[Recorded data]:
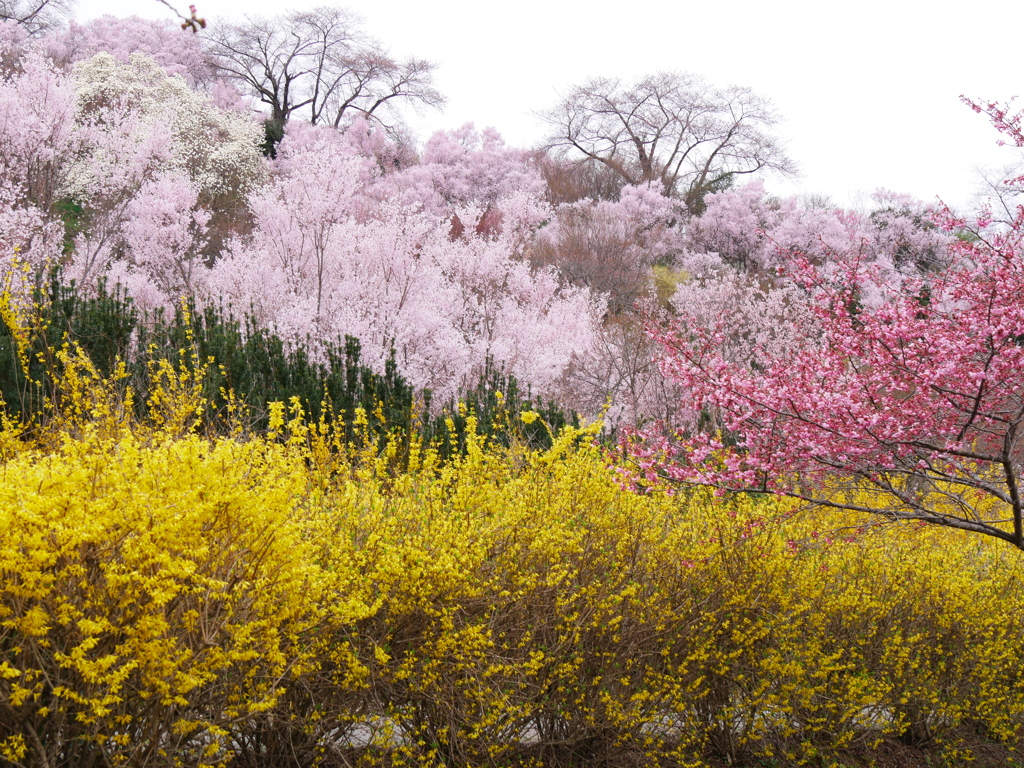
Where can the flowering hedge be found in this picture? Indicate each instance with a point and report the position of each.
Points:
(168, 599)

---

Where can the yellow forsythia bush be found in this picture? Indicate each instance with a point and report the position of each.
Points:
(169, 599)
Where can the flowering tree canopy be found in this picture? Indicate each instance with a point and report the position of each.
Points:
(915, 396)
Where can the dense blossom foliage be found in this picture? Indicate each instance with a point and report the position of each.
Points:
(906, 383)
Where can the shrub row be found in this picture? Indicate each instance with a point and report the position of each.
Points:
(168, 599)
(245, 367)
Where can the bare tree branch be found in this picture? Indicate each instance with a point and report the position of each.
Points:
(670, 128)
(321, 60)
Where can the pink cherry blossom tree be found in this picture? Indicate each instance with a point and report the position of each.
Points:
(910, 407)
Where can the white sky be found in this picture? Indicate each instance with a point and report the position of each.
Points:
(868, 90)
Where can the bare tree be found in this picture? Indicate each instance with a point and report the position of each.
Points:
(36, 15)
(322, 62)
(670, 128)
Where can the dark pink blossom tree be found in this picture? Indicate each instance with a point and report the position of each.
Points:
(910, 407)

[Activity]:
Using the records above, count how many lines include the word "bare", and reply only with that figure.

[Result below]:
2